[Natural language region descriptions]
————————

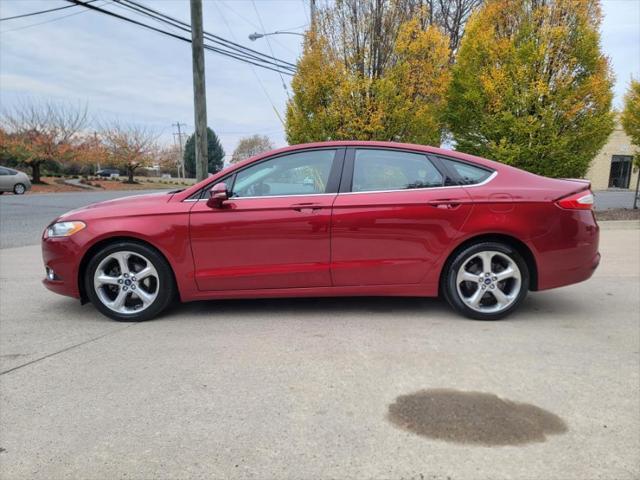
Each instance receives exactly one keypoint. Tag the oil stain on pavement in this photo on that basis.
(473, 418)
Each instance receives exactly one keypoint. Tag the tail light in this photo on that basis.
(577, 201)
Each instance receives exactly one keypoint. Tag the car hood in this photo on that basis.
(125, 206)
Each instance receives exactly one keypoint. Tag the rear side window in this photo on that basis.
(380, 170)
(465, 173)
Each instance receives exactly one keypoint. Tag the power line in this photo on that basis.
(235, 55)
(50, 20)
(31, 14)
(284, 85)
(259, 80)
(214, 38)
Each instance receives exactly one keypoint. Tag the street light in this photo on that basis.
(254, 36)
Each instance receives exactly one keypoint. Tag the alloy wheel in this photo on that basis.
(489, 281)
(126, 282)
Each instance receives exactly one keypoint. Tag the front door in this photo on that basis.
(394, 220)
(274, 230)
(620, 173)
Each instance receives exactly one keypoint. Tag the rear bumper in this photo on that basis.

————————

Work order = What you give back must be the data above, reproduced exactly and free of pictures.

Solution below =
Each instance receives exactly one keypoint. Tag the oil stain on pavement in this photo on that basis.
(473, 418)
Each instance receives exactly one keypoint. Tag the tail light in this photo on that basis.
(577, 201)
Each instance receives exactly one keypoint. Tag the car hood in this photo on that basis.
(125, 206)
Each instance receives exactly one keypoint. Tag the rear side window in this photo on that basis.
(380, 170)
(465, 173)
Each instance receives exactly one keypoint. Tag the power line in this photo on that basis.
(235, 55)
(50, 20)
(31, 14)
(284, 85)
(259, 80)
(214, 38)
Each instance receives exactly one keypoint. Tag the street light in this photo on that basis.
(254, 36)
Each instance receives exactly one keypoint. Tag the alloy wheel in this photo on that basis.
(489, 281)
(126, 282)
Each instance receives exactly one keypoint. Tag the front door in this photo on that basis.
(394, 220)
(274, 230)
(620, 173)
Each instance receives exactly one keypoint. Tag the rear bumper in this photo on that basis.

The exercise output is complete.